Return all lines from the listing below that include the word "table".
▽
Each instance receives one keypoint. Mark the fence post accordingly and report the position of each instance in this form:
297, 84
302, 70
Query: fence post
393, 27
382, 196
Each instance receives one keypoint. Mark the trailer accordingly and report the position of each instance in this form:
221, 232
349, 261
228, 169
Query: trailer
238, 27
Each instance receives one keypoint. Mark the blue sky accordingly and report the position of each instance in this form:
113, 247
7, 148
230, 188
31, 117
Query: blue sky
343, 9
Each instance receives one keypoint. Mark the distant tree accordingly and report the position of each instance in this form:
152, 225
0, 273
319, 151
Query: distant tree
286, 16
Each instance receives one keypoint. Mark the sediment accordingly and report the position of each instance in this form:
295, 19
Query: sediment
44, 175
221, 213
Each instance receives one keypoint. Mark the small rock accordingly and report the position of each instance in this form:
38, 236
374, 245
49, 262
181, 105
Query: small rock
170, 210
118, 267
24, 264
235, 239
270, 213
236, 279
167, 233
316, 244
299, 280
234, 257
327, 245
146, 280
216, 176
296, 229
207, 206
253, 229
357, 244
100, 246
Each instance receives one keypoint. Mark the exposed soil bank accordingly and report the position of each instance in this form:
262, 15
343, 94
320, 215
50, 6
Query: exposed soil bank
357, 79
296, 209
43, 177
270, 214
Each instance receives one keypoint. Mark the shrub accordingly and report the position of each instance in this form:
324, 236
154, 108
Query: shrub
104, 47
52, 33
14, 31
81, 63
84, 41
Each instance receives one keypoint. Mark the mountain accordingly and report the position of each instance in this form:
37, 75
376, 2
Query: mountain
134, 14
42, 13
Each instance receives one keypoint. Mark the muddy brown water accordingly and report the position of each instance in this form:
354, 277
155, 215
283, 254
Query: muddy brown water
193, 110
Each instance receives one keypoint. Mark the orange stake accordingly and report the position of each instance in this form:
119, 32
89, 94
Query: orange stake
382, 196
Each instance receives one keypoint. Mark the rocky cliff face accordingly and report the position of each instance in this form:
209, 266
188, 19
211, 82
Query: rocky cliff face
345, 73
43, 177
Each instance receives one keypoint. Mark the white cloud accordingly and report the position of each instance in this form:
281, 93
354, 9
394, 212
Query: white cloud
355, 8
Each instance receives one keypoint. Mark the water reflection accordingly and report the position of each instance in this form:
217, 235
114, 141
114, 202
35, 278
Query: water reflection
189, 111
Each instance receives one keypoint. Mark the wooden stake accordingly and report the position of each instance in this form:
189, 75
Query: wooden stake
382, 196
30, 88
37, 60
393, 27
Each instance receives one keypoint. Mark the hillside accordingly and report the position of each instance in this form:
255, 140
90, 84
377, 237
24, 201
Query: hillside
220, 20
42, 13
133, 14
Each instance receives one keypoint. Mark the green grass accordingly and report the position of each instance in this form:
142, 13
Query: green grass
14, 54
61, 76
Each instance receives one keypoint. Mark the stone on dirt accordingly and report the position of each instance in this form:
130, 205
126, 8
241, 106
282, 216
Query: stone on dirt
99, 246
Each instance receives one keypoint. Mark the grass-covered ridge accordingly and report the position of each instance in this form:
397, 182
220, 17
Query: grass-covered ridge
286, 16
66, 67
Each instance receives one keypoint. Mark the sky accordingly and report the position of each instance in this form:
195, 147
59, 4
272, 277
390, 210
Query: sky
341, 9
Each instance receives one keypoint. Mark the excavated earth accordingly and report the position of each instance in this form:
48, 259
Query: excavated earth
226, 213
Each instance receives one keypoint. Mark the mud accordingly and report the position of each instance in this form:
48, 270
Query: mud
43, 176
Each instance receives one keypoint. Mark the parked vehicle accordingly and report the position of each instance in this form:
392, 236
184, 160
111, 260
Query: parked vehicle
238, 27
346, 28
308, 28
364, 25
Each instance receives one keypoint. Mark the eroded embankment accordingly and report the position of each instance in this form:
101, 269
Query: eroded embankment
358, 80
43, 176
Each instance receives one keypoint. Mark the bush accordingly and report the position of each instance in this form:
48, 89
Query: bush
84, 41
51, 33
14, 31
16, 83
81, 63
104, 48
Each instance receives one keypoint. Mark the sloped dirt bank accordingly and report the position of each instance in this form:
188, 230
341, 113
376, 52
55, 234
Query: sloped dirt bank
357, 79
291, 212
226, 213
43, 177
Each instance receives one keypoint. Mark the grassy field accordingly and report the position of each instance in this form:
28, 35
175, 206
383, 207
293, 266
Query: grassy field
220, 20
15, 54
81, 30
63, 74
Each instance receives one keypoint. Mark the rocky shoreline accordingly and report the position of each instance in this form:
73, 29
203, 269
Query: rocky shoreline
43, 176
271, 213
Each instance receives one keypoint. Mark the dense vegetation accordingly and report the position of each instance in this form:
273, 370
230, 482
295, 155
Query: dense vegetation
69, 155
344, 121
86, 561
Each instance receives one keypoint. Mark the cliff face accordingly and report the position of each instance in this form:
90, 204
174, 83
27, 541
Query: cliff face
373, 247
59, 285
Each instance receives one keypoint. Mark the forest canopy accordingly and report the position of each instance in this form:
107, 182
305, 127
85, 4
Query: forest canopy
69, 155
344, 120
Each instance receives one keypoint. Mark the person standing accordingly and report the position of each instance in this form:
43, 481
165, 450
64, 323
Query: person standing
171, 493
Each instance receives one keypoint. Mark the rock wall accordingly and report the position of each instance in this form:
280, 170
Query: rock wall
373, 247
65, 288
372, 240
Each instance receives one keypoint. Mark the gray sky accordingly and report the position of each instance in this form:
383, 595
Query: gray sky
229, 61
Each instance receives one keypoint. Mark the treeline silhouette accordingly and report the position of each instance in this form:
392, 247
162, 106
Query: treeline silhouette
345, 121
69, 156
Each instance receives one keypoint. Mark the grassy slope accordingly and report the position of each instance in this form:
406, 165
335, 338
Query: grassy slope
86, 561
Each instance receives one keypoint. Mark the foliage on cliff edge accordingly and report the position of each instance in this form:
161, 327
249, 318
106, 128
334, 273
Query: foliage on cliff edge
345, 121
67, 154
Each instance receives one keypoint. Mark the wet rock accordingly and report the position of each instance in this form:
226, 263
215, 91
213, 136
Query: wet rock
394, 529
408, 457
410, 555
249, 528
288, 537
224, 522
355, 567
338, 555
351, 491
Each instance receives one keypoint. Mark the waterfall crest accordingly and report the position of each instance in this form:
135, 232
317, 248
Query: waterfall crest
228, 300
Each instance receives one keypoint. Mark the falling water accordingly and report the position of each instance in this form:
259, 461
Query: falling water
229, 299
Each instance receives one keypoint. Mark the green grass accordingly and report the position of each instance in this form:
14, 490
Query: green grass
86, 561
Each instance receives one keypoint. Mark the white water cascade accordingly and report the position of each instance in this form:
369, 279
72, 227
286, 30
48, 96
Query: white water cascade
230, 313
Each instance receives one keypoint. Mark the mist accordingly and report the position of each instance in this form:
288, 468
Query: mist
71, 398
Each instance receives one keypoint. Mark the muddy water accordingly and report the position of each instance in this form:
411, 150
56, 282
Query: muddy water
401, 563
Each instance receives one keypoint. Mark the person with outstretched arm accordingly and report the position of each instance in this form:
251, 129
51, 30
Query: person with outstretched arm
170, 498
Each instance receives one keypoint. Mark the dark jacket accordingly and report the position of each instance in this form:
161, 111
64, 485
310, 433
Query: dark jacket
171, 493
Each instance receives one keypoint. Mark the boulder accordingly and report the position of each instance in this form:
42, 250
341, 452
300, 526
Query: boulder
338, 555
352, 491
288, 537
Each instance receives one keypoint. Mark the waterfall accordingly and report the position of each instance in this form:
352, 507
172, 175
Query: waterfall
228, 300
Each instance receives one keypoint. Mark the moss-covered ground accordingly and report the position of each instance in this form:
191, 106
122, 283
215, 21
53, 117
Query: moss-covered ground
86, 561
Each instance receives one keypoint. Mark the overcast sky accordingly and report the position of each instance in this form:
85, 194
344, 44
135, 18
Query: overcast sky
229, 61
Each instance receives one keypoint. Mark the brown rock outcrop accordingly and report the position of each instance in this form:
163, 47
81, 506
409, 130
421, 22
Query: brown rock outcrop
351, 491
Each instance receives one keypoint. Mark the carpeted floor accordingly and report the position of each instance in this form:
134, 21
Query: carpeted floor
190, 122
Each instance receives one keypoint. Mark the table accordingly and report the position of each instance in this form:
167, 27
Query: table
△
* _Written solution_:
Each instance receives one keypoint. Mark the table accordingly and report the position of each instance in this form:
Query: table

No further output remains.